• _PROBLEM TO WORK ON_
Leave out all lines before the one containing "Practice step: put a point on each instance of the amber", and copy that line and all the rest below it exactly.

(RECORDS PROVIDED begins)

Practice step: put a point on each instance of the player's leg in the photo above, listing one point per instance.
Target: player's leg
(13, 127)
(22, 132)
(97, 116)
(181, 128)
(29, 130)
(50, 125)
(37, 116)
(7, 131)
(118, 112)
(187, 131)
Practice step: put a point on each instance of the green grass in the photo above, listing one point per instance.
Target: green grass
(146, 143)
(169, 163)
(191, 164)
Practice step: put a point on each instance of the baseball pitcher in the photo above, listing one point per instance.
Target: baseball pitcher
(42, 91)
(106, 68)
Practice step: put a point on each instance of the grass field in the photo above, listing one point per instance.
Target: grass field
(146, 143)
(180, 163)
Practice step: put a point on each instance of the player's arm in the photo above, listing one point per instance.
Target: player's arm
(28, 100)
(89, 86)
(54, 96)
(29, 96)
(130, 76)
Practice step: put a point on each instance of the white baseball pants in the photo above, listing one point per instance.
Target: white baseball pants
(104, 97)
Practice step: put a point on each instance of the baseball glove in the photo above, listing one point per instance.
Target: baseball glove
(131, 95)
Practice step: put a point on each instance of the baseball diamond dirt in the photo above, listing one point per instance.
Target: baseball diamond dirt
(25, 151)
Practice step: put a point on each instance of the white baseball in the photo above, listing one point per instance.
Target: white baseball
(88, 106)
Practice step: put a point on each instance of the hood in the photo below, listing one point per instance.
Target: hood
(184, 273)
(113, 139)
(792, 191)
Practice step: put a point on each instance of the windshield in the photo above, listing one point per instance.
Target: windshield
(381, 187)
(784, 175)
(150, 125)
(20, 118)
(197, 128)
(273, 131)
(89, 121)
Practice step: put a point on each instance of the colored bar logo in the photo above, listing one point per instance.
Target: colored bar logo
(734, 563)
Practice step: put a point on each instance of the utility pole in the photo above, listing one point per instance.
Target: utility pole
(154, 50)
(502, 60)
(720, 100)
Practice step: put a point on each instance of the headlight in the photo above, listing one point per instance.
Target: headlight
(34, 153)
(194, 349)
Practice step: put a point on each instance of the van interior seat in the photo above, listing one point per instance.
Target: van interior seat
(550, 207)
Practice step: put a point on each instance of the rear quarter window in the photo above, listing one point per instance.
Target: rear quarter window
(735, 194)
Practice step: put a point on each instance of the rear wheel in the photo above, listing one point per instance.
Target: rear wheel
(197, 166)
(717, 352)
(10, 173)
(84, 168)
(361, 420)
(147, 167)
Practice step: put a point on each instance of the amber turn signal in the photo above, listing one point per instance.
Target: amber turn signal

(RECORDS PROVIDED ends)

• _RESULT_
Practice step: put a point on each instance of the amber turn signal in the photo above, listing one point per instance.
Target: amber turn signal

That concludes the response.